AUFGABENSTELLUNG:
Schreiben Sie aus der unten stehenden Spielrezension zu WATERGATE den Abschnitt wörtlich ab, beginnend bei „The key was“ und endend bei „Beweisketten unterbrochen werden.“.

TEST // WATERGATE
Am 18.06.1972 führte ein Einbruch in einen Gebäudekomplex in Washington D.C. dazu, dass am Ende der Präsident der Vereinigten Staaten von Amerika sein Amt niederlegte. Der Name des Präsidenten ist Richard Nixon und der des Gebäudekomplexes WATERGATE. Unter dem Namen Watergate-Affäre ging der Vorfall als einer der größten Politskandale in die Geschichte ein. Dank Autor Matthias Cramer hat nun jeder die Chance, zu beweisen, dass er skrupelloser als Nixon ist und den Skandal erfolgreich aussitzt bzw. den gleichen Kampfgeist wie Woodward und Bernstein besitzt und den Sumpf im Weißen Haus trockenlegt.
Wir haben WATERGATE für diese Rezension zu vergünstigten Konditionen gekauft. Dies hatte keine Auswirkung auf unsere Wertung zum Spiel.
The key was the secret campaign cash, and it should all be traced!
Im reinen 2-Personen-Spiel WATERGATE übernimmt eine Partei die Rolle der Journalisten, während die andere die Nixon-Administration übernimmt. Während die Journalisten versuchen, Nixon auf dem Spielbrett über eine lückenlose Beweiskette mit zwei Informanten zu verbinden, ist es das Ziel der Administration, Nixon bis zum Ende seiner Amtszeit im Amt zu halten, indem Beweise vernichtet und Beweisketten unterbrochen werden.
Eine Spielrunde beginnt mit der Vorbereitungsphase. Wer die Initiative auf seiner Seite hat - zu Beginn des Spiels immer die Journalisten - zieht 5 Karten von seinem eigenen Nachziehstapel, die andere Partei 4 Karten. Wechseln kann die Initiative immer zum Ende einer Runde in der Auswertungsphase, und zwar je nachdem, wo sich der Initiativemarker auf der Rechercheleiste befindet. Sollte der Nachziehstapel einmal leer sein, wird der Ablagestapel gemischt und zum neuen Nachziehstapel. Die Nixon-Seite zieht zusätzlich noch 3 Beweismarker verdeckt aus dem Beutel und legt diese in die Mitte der Rechercheleiste. Während die Nixon-Administration immer die Möglichkeit hat, sich die verdeckten Beweismarker anzusehen, können die Journalisten nur bei den offenen Markern deren Farbe sehen.
Weiter geht es mit der Kartenphase, in der beide Seiten die Möglichkeit haben, abwechselnd jeweils eine Karte aus der Hand zu spielen, beginnend mit dem Spieler, der die Initiative auf seiner Seite hat. Karten bieten in dieser Phase jeweils 2 Möglichkeiten. Mit dem oberen linken Einflussteil können Plättchen oder Marker auf der Rechercheleiste bewegt werden. Mit dem unteren Aktionsteil können die angezeigten Aktionen direkt ausgeführt werden. Karten werden solange ausgespielt, bis keine der beiden Parteien mehr Handkarten besitzt.

BEREITGESTELLTE EINTRÄGE:
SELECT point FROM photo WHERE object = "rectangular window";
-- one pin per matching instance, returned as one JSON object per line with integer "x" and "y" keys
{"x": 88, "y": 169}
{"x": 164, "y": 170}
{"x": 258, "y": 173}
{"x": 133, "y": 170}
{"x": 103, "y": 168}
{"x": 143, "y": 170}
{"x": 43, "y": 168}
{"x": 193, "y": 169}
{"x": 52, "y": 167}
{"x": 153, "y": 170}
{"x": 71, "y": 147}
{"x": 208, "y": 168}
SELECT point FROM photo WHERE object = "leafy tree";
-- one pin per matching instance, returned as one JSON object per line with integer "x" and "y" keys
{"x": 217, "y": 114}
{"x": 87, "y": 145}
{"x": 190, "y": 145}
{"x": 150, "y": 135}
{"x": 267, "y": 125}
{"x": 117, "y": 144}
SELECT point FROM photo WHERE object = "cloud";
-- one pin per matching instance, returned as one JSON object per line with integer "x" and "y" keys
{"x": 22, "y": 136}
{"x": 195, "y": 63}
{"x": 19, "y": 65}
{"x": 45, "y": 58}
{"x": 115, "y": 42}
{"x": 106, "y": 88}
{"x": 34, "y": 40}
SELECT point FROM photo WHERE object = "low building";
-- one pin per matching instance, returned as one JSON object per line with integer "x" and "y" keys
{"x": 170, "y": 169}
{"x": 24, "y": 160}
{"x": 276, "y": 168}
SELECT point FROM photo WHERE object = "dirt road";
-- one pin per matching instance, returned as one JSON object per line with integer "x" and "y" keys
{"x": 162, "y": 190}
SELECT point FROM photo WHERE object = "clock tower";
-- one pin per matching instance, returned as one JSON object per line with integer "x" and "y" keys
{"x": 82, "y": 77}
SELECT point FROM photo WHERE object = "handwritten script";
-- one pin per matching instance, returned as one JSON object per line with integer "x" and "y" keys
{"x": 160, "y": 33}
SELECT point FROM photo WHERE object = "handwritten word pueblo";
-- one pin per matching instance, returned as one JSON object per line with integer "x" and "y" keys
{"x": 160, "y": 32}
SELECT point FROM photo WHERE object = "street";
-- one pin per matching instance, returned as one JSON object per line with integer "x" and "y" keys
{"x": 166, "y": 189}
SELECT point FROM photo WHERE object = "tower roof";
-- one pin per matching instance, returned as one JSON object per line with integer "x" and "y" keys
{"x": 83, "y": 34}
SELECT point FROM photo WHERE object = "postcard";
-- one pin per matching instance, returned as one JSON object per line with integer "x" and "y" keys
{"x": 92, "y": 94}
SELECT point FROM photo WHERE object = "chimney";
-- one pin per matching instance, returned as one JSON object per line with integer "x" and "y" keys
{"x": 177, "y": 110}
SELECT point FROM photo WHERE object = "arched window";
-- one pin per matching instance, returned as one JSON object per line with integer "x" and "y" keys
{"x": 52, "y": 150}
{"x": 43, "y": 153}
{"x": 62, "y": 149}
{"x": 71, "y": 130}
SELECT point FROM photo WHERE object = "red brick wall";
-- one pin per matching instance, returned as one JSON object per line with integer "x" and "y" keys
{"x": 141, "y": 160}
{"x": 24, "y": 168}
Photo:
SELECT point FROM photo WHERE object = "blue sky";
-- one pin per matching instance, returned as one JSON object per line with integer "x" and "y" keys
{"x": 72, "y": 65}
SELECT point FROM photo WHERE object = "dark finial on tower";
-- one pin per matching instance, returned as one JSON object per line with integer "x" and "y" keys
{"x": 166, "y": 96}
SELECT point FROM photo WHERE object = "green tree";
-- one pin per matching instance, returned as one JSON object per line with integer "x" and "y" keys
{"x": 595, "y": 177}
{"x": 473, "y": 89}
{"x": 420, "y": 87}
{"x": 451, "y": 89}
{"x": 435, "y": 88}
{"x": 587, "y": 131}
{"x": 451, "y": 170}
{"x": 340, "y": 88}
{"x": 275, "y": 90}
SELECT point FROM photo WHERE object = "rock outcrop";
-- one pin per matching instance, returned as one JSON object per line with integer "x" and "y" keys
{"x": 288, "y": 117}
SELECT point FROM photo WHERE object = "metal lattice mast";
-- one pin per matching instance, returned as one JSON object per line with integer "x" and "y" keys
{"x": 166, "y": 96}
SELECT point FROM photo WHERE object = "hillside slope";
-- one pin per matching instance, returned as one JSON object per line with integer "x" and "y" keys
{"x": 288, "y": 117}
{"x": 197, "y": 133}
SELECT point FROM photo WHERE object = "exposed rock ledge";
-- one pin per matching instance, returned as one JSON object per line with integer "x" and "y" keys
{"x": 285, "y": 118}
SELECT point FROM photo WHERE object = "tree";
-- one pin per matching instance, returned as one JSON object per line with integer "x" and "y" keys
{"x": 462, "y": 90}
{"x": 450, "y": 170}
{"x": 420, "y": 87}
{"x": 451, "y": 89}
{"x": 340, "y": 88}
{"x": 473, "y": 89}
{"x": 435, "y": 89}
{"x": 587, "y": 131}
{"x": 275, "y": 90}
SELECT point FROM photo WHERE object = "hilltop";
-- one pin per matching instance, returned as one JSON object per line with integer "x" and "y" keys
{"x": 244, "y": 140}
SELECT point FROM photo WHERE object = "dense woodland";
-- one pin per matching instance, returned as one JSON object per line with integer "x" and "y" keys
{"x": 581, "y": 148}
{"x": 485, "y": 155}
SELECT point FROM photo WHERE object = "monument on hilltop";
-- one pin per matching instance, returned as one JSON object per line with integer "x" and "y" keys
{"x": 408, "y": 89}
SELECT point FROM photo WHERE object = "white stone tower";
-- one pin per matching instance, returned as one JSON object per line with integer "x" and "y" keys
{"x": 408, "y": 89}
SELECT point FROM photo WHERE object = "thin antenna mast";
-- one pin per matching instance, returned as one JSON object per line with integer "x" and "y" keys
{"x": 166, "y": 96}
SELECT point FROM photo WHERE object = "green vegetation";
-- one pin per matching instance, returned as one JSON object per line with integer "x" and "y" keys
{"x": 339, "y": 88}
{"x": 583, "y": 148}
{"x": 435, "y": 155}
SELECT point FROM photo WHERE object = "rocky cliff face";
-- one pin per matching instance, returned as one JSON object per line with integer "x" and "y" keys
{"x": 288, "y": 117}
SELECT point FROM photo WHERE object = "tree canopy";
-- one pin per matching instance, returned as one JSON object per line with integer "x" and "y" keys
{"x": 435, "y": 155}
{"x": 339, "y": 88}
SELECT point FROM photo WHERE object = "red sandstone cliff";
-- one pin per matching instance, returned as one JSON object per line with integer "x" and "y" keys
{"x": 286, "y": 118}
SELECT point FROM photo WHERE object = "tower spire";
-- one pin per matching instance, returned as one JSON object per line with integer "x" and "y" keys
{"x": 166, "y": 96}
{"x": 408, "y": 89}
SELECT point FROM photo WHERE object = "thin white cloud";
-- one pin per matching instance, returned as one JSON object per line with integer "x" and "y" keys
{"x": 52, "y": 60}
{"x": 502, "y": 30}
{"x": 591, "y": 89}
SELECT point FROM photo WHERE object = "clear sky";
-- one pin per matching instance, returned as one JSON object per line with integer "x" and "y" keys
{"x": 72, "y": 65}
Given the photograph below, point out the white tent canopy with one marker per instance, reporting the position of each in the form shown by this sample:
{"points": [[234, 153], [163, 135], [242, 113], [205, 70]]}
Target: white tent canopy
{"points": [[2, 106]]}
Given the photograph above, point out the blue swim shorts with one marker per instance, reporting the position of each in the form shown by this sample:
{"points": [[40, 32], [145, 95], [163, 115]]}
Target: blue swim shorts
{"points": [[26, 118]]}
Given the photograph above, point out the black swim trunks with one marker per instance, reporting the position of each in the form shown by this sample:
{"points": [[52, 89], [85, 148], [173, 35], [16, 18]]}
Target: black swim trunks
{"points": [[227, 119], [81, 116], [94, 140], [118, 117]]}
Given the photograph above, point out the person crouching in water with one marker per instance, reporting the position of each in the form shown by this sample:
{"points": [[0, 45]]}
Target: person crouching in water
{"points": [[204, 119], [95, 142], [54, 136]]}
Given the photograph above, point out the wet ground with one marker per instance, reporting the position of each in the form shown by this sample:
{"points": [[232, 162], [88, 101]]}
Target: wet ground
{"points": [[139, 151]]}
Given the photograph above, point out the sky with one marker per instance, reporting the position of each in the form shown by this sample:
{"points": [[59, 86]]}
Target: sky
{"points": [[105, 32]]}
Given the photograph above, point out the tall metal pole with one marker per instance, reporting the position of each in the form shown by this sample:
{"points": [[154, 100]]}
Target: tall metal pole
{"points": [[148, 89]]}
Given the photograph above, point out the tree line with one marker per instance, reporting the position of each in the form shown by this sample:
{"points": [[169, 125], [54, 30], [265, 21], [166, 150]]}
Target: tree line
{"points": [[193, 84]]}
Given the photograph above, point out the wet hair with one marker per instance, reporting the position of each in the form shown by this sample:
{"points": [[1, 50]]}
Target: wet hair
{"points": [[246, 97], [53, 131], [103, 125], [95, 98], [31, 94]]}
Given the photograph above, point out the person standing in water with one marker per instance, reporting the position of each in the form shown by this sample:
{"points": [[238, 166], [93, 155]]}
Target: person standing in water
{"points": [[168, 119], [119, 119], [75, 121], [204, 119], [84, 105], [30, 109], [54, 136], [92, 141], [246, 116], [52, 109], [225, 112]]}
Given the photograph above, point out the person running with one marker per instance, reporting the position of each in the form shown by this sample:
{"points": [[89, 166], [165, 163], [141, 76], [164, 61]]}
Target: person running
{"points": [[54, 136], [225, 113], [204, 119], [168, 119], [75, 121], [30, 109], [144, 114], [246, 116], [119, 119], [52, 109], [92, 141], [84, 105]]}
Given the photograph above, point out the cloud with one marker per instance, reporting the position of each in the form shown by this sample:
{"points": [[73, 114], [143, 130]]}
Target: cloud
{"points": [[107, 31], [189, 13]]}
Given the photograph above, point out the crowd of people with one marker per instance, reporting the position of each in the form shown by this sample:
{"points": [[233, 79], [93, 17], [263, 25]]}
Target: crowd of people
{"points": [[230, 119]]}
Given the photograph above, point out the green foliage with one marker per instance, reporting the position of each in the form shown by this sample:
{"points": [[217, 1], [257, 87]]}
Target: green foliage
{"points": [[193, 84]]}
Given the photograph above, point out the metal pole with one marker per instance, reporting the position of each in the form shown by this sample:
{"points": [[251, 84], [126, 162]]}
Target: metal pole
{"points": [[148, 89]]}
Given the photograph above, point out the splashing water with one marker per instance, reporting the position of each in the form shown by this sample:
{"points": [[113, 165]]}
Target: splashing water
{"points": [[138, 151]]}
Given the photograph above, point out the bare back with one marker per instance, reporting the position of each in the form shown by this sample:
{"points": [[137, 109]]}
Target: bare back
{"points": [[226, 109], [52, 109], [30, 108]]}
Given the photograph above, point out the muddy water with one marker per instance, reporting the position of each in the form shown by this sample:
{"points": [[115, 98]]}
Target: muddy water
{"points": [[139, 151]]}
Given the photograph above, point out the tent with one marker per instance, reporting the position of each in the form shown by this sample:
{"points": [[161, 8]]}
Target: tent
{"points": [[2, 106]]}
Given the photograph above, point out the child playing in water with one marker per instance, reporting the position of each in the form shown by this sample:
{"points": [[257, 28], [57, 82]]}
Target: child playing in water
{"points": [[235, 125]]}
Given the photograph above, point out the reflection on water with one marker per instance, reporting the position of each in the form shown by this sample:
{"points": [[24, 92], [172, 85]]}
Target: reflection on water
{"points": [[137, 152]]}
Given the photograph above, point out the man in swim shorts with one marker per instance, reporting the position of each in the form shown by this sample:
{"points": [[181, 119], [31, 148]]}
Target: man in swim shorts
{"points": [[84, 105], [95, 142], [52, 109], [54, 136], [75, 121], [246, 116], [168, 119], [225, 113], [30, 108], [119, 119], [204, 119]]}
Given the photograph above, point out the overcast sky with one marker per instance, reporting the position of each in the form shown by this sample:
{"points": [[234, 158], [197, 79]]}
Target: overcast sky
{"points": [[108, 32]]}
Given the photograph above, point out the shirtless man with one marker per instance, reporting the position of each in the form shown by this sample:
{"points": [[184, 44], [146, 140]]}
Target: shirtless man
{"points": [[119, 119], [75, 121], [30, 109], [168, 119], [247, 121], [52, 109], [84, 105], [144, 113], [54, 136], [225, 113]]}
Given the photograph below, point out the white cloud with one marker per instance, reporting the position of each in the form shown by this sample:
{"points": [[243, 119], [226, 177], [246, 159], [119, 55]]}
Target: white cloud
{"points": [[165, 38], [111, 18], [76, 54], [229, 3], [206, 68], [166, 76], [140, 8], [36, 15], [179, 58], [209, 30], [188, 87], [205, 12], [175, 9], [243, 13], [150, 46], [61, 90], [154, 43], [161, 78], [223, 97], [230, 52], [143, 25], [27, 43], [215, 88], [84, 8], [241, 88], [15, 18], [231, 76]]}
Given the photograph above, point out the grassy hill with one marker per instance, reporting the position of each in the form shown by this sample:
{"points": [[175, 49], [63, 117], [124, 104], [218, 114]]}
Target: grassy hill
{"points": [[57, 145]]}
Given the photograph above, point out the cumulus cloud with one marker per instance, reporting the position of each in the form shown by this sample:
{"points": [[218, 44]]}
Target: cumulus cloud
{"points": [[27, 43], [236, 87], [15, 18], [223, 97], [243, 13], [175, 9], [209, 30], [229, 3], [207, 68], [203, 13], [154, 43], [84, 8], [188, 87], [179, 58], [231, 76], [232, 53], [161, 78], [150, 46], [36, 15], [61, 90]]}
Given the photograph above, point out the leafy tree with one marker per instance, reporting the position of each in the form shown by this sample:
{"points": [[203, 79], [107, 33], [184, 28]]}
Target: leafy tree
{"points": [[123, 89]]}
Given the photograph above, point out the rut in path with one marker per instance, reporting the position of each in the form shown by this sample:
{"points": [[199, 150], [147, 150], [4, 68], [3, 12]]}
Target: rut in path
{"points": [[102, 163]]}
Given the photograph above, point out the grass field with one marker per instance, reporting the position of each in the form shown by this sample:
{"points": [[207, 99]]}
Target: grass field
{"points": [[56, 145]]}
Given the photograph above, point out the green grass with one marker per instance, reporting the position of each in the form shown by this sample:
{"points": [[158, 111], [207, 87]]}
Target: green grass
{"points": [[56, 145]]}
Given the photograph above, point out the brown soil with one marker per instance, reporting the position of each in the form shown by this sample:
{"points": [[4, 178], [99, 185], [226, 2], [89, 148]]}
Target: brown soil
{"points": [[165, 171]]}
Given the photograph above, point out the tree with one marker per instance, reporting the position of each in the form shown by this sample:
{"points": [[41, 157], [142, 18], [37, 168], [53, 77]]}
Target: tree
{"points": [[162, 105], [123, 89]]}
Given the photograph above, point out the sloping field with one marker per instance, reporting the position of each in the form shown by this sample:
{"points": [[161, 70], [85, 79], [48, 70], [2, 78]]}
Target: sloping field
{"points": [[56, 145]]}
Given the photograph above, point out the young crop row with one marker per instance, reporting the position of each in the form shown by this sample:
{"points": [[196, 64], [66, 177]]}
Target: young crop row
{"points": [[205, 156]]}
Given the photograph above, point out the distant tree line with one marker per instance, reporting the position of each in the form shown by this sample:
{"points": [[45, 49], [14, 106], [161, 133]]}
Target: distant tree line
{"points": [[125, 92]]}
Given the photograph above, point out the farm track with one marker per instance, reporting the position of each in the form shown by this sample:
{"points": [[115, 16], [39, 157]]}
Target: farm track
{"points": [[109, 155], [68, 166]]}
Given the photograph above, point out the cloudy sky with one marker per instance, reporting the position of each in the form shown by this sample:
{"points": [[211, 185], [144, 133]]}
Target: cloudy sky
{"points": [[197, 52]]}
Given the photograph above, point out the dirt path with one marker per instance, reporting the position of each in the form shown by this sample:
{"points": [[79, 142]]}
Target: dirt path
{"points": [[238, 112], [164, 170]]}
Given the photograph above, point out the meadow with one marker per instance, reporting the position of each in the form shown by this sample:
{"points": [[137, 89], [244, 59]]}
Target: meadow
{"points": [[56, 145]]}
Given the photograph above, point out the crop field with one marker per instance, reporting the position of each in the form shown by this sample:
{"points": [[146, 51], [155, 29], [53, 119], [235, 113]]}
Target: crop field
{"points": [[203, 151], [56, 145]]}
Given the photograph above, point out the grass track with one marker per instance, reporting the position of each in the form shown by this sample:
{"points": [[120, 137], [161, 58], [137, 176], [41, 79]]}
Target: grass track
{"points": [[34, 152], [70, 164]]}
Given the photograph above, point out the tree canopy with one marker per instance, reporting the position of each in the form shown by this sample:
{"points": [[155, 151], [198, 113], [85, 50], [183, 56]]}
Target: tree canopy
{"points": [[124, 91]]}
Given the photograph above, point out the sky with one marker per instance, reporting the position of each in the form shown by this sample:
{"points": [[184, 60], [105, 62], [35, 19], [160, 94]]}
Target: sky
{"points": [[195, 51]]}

LÖSUNG:
The key was the secret campaign cash, and it should all be traced!
Im reinen 2-Personen-Spiel WATERGATE übernimmt eine Partei die Rolle der Journalisten, während die andere die Nixon-Administration übernimmt. Während die Journalisten versuchen, Nixon auf dem Spielbrett über eine lückenlose Beweiskette mit zwei Informanten zu verbinden, ist es das Ziel der Administration, Nixon bis zum Ende seiner Amtszeit im Amt zu halten, indem Beweise vernichtet und Beweisketten unterbrochen werden.